[Raw records]

___

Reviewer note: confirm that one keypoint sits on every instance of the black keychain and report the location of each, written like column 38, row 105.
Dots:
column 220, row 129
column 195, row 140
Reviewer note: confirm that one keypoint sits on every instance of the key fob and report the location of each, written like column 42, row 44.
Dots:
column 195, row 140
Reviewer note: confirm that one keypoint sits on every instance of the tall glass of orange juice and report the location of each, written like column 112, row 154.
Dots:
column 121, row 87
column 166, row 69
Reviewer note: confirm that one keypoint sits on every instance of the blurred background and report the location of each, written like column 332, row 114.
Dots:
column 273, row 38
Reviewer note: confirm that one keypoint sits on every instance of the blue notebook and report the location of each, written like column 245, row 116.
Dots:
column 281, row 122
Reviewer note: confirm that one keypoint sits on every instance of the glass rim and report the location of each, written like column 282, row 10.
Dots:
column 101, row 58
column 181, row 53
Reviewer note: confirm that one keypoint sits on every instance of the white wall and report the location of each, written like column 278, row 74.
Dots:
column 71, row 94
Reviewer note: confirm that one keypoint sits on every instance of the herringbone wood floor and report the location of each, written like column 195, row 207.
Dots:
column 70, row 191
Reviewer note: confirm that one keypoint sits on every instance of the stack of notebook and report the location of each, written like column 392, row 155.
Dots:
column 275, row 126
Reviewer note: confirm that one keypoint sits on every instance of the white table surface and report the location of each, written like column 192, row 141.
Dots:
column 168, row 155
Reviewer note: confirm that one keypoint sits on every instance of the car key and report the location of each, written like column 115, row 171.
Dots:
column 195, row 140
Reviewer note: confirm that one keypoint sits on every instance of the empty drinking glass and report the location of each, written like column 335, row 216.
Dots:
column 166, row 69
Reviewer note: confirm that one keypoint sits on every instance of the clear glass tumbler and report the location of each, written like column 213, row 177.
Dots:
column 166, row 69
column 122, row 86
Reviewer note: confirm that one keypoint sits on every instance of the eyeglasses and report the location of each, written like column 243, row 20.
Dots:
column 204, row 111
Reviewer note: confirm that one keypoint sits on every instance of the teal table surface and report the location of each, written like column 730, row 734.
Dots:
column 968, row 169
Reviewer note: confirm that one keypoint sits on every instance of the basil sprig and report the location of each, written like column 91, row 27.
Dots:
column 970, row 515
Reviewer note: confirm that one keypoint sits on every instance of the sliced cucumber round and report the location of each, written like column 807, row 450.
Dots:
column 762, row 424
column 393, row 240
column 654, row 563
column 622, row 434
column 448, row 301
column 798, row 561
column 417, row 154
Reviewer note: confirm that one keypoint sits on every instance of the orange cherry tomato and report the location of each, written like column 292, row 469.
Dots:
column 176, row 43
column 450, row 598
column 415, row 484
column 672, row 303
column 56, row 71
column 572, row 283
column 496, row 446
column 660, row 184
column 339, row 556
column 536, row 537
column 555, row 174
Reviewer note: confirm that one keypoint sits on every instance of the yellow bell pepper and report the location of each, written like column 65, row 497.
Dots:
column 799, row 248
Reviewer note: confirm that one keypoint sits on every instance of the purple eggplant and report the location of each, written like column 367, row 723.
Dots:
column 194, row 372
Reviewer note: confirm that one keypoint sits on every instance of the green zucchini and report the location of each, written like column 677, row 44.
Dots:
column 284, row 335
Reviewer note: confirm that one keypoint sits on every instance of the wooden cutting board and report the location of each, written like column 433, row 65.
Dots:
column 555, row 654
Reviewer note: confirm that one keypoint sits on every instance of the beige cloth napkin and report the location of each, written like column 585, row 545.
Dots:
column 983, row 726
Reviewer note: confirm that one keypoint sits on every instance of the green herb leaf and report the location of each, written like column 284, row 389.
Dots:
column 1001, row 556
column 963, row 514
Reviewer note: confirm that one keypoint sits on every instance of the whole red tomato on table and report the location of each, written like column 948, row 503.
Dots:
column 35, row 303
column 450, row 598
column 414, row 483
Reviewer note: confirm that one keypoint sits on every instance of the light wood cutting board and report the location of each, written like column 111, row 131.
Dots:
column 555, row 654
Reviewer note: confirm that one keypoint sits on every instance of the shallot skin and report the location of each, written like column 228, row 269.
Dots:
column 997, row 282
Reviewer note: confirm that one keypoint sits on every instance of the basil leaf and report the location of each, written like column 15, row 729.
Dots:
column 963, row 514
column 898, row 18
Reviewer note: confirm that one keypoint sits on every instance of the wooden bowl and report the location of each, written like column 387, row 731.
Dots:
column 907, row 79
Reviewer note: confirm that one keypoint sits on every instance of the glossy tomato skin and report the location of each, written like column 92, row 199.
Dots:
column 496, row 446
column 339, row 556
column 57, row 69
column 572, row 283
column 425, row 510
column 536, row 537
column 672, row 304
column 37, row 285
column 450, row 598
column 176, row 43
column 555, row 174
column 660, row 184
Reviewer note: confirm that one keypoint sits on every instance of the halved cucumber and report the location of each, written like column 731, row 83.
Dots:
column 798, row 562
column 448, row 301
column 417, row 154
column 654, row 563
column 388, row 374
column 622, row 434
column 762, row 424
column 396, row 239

___

Copy out, word for word, the stretch of the records from the line containing "282, row 10." through the line containing "column 275, row 126".

Reviewer note: confirm that one keypoint sits on every instance of the glass rim and report the location of each, written like column 282, row 10.
Dots:
column 101, row 58
column 181, row 53
Reviewer note: confirm that one keypoint sits on every instance of the white wall and report the location of each, written like column 278, row 74.
Dots:
column 71, row 94
Reviewer note: confirm that one keypoint sits on every instance of the herringbone wood floor and report the location of each, written like column 195, row 207.
Dots:
column 70, row 191
Reviewer note: confirm that one keypoint sits on every instance of the stack of notebook and report the location of each, written like column 392, row 155.
Dots:
column 275, row 126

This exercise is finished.